◆ **TASK INPUTS**:
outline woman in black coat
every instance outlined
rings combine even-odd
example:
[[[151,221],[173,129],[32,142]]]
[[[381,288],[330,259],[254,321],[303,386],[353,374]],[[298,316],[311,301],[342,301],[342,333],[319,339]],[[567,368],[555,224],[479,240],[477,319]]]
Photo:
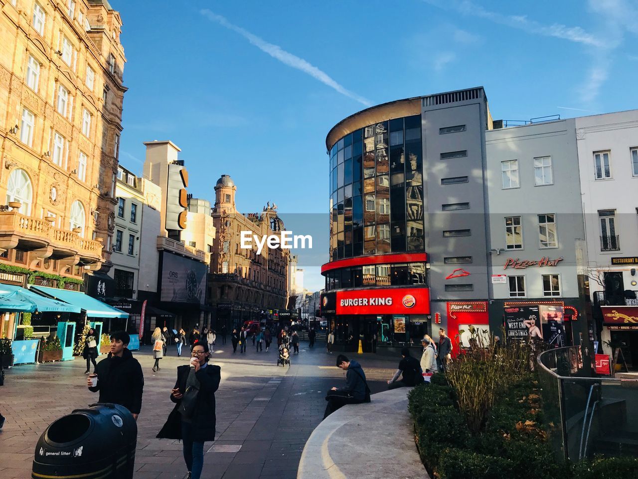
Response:
[[[204,466],[204,443],[215,440],[215,392],[219,387],[221,368],[208,364],[211,354],[204,342],[191,347],[190,365],[177,368],[177,381],[170,395],[175,403],[157,435],[181,439],[188,477],[200,479]]]
[[[86,370],[85,374],[88,374],[91,372],[91,363],[93,363],[93,373],[95,373],[96,368],[98,367],[95,362],[96,358],[98,357],[98,338],[95,333],[95,330],[93,328],[89,330],[89,332],[84,337],[84,351],[82,353],[82,357],[86,360]]]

◆ **PROMPT**:
Reproduce every entry above verbatim, leaving out the pictures.

◆ **FINISHED ANSWER**:
outline woman in black coat
every instance outlined
rings combine even-odd
example:
[[[151,221],[173,129],[32,142]]]
[[[381,288],[330,259],[254,321],[303,386],[353,374]],[[298,316],[311,301],[342,301],[342,333],[319,339]],[[567,368],[555,224],[479,240],[477,319]]]
Photo:
Response:
[[[204,466],[204,443],[215,440],[215,392],[219,387],[221,368],[208,364],[211,354],[204,342],[191,347],[190,365],[177,368],[177,381],[170,395],[175,403],[157,435],[181,439],[188,477],[200,479]]]
[[[86,370],[85,374],[88,374],[91,372],[91,363],[93,363],[93,373],[95,373],[96,368],[98,367],[95,362],[96,358],[98,357],[98,338],[95,333],[95,330],[93,328],[89,330],[89,332],[84,337],[84,351],[82,353],[82,357],[86,360]]]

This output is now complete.